AIM - Copy every line of the entries below, requests included. Multiply each point coordinate in the answers by 0.35 and round it to a whole number, rounding halves up.

Data records -
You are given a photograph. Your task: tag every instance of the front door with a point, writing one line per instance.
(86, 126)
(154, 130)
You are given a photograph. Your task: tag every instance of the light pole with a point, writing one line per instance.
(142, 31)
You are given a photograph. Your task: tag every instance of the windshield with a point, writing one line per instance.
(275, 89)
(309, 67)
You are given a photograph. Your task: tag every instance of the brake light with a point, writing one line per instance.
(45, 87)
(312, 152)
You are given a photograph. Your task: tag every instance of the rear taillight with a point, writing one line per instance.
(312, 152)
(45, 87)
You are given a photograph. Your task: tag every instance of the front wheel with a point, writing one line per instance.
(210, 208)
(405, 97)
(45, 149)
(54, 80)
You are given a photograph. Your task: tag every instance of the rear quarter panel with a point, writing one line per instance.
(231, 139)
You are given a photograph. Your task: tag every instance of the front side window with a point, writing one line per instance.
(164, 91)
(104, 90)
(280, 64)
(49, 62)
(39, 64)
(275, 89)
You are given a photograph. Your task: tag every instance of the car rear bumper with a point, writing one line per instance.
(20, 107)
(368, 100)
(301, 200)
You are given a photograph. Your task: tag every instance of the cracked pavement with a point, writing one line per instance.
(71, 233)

EXERCISE RESULT -
You are given a photograph. Your task: tag every instance of the front door with a point, writing one line per instance.
(30, 44)
(54, 46)
You are given a photograph. Your task: tag every instance of the light pole with a point, writing one line per instance.
(50, 11)
You are given a photograph. Your task: tag every instance of the windshield with a point, writing one line per instance.
(96, 31)
(108, 23)
You are given a photograph. Your task: tag every instance of the brake light with a point, writing one line per instance.
(16, 30)
(109, 53)
You are given a photograph. Your task: tag every instance of the rear taillight with a point, writing one line per instance.
(109, 53)
(16, 30)
You are given a photograph. Your task: tag every instance of the front wheel with a point, writing one line per instance.
(74, 73)
(142, 34)
(16, 52)
(19, 28)
You are given a photograph. Your task: tag every instance of the rear quarter panel with a point, writing one line per instance.
(81, 49)
You are given a photograph. Your task: tag every instance of the front side window with a point, writing one line per instance.
(57, 32)
(36, 32)
(98, 22)
(17, 22)
(14, 22)
(96, 31)
You are given a photograph. Your task: tag every instance of the car rear bumper with a point, writing one line per instance.
(7, 37)
(129, 35)
(105, 70)
You are given a photograph. Your task: tag every instance of the cracked pavement with a point, writing one line per instance.
(25, 82)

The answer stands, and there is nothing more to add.